* **Work to complete**
Restate each line below word for word, skipping every picture.

[Stored items]
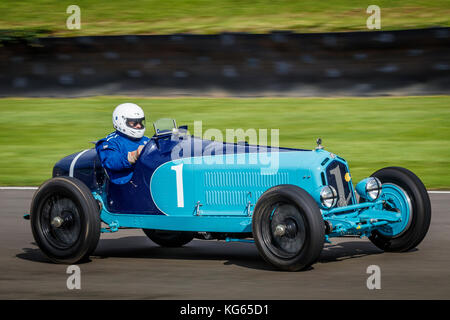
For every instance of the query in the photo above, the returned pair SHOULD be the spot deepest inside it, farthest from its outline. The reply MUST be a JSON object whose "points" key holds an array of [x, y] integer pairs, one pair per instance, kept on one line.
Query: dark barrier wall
{"points": [[411, 62]]}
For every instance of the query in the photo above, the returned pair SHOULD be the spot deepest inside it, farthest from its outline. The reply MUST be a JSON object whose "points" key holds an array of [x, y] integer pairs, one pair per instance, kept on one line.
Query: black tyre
{"points": [[408, 234], [288, 228], [65, 220], [171, 239]]}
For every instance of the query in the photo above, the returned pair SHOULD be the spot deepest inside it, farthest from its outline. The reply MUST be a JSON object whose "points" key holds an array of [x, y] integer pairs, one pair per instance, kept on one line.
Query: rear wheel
{"points": [[169, 238], [65, 220], [288, 228], [405, 193]]}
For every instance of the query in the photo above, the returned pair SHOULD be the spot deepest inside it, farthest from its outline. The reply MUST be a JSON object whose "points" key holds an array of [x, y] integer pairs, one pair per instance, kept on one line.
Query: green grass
{"points": [[212, 16], [370, 133]]}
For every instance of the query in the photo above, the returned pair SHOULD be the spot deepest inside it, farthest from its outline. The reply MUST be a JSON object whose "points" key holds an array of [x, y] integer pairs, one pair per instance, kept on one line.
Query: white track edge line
{"points": [[35, 188]]}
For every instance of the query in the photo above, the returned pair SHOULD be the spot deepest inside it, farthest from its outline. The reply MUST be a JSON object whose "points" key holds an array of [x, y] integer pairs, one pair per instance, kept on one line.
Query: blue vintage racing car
{"points": [[289, 202]]}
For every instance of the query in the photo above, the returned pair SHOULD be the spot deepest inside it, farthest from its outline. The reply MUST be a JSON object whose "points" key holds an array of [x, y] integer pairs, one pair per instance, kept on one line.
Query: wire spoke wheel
{"points": [[60, 221], [65, 220], [286, 233], [288, 228]]}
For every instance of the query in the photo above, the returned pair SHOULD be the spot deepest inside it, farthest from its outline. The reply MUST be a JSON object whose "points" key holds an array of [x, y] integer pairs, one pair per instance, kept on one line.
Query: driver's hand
{"points": [[139, 150]]}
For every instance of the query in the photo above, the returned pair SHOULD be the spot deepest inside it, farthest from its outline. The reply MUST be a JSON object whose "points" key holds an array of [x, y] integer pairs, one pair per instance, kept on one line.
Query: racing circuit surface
{"points": [[127, 265]]}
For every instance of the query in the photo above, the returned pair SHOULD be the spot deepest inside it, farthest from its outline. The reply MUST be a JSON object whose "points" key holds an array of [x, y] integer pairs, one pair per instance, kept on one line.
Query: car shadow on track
{"points": [[240, 254]]}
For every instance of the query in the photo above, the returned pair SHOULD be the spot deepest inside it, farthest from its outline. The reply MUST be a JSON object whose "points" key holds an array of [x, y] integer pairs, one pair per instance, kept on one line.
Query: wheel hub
{"points": [[57, 222]]}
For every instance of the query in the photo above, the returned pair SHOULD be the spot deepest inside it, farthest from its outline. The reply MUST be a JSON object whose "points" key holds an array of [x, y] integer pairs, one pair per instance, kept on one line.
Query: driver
{"points": [[120, 150]]}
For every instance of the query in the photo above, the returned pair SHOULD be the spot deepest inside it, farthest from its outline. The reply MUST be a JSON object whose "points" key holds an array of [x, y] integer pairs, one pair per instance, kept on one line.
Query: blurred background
{"points": [[377, 97]]}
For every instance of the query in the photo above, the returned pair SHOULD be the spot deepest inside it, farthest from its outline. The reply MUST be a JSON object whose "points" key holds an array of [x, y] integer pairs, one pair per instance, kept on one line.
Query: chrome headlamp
{"points": [[328, 197], [369, 188]]}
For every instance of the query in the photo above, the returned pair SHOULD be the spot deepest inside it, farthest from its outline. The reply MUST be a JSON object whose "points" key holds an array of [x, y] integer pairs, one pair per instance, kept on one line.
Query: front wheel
{"points": [[404, 192], [288, 228]]}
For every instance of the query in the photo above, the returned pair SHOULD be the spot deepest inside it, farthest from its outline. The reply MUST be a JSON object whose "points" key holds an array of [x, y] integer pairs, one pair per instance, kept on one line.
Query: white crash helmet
{"points": [[127, 114]]}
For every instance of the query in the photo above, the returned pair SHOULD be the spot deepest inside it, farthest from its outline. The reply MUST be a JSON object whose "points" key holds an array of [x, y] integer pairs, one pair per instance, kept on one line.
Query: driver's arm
{"points": [[112, 158]]}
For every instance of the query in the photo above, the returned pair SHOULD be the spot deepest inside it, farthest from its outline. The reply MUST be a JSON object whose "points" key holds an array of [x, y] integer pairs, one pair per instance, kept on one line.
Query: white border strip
{"points": [[18, 188], [35, 188]]}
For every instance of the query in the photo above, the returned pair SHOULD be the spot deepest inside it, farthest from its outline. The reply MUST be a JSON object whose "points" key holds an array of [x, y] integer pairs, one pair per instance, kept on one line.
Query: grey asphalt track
{"points": [[126, 265]]}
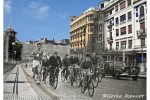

* **Written solution**
For every instance of the query in the photo above, the returned pair SHOULD be the spot deepest inside it, farthest from its outline. The reply MUST be a JSON object whose "points" key holds an array of [x, y] integer pairs, one pair per instance, kept on one line.
Query: dark barrier wall
{"points": [[411, 62]]}
For every instance of the query in the photo above, the returned pair SHOULD be the spot deepest inside it, farthest from its outline. The reply MUST be a JSON object whose "points" key holds an array of [x, y] integer pairs, one pair per instance, kept on one line.
Query: black tyre
{"points": [[408, 234], [288, 228], [65, 220], [171, 239]]}
For every instance of the query in the photo above, the returned pair SHOULD be the spot deepest inside it, farthest from its outline. The reply MUST be a JSON object whose "points" key holds an array of [x, y] integer pairs, one pair per instance, kept on one line.
Query: rear wheel
{"points": [[169, 238], [65, 220], [288, 228], [405, 193]]}
For every instance of the query in the photo above, the returned pair SHOULD be the spot deepest inside it, farthest from its outline. The reply MUST be a JSON object whose "points" key holds an array of [x, y] integer pairs, one pair per instance, kept on one line.
Query: green grass
{"points": [[212, 16], [370, 133]]}
For every instance of the query in the photo above, the returned pair SHOULD be the spot deepest inside it, farthest from its outline. The reply MUST be a JSON object whose "points" key holds an array of [x, y] integer pairs, one pair per instance, kept on one line.
Query: white track edge line
{"points": [[35, 188]]}
For every instance of the query in the photo above, the returned pair SHOULD be the spot deepest inside it, farthest from its outline. The reply MUST be a JSON object whose "points" key holds an array of [x, y] integer pairs, one pair per instance, kept on one line.
Query: blue vintage racing car
{"points": [[289, 202]]}
For every instance of the query in the photo above, the returned pair SHOULD be the spot deepest inside it, farthest from its outline. The reply MUST be a JSON object whose "points" key holds an array of [x, y] integer pairs, one pair per instance, kept on one line.
Query: wire spoke wheel
{"points": [[60, 221], [65, 220], [286, 233], [288, 228]]}
For every instance of the query in the photo above, the returned pair SHOULD be the spot deepest inside it, farthest from its outline. The reply MUST be a JSON object whose "points" key holds an array of [x, y] integer pairs, one pair per instance, kept on one line.
Query: driver's hand
{"points": [[139, 150]]}
For every instance of the query in the photo above, the returned pair SHOULD be the spot deepest inside it, farthest from its outline. The reply MUST be a JSON object whose "points" key holds an array of [x, y] integer pairs, one pair per instance, kept on one line.
Query: racing circuit surface
{"points": [[127, 265]]}
For every instance of the query in the photo above, the returned pair SHOULD be the spot deepest inside it, farthest from its outline. The reply MUST be a JSON object whose "points" key holds an array of [x, y] integer pairs, one pair per instance, kept on one line.
Query: car shadow on track
{"points": [[240, 254]]}
For every instance of the query in the photo above, the returned pair SHOULD be the spot deepest inside it, farthest from its outline. The reply MUST be a JSON object whose "points" key holds an array of [x, y] integer pairs, one pair per instance, kept on one line.
Query: wheel hub
{"points": [[57, 222]]}
For every instance of the query in the photo above, the returned pair SHOULD be the spot deepest inside it, farthest from its outline. The reply MUST be a JSON object whose "points" key holds an array of [x, y] integer pairs, one pair per instance, kept on one line.
Query: driver
{"points": [[120, 150]]}
For every instance of the query in the photo above, the returned pair SHOULD be the spot deepest inside it, farthest from its outline. The reply MUST be a JSON object whose "points" key holds an array of [x, y] integer pairs, one pair per instance, kept on one line.
Query: blurred background
{"points": [[377, 97]]}
For every instance of the query in the photo above, the returned pair SHOULD be the spot deepest inside it, farthest from its outline. The reply MUST be a JSON object whose "points" key holds an array of [x, y] integer pairs, one pair per instance, kept on one line.
Query: chrome headlamp
{"points": [[328, 197], [369, 188]]}
For every instance of the query in the photo above, the returned pair SHOULD be the spot deepest inside it, farthest from its outline. The reply MUST be a JSON object whose "points" key holds an array of [x, y] integer pairs, one pair per instance, kept on one line.
Query: front wheel
{"points": [[404, 192], [288, 228]]}
For every instance of the query in the photo above, the returned pair SHOULD be the spot deepest inside it, farthest from its outline. The reply MUST be a JSON object whose "points" key holds an array of [x, y] integer pairs, one pair per instance, kept on one line.
Query: white crash helmet
{"points": [[127, 114]]}
For every instance of the query in the photo above, the returned pair SHOULD be the spot deepest inside it, farthest from its outline. The reply MUST be a JSON object whose "points" key holds an array of [x, y] integer pairs, one pair per instance, kept on one line.
Query: driver's arm
{"points": [[112, 158]]}
For every instance of the query in the photo above, the returned pair SHOULD be the spot deepest inside it, farthest from its outline. The reply MUST be a JSON object whose "points" key holds an array of [x, y] integer pairs, one pair per instance, kept on one line.
Query: white border strip
{"points": [[18, 188], [35, 188]]}
For every instance of the query in the photo above, the returned pair SHOULD be the spot deepest inside it, farthest from its outline. The reply MUST be a JSON object whose "points" key holds an array of [x, y] integer pairs, one pair per instance, kept on one line.
Query: grey asphalt track
{"points": [[126, 265]]}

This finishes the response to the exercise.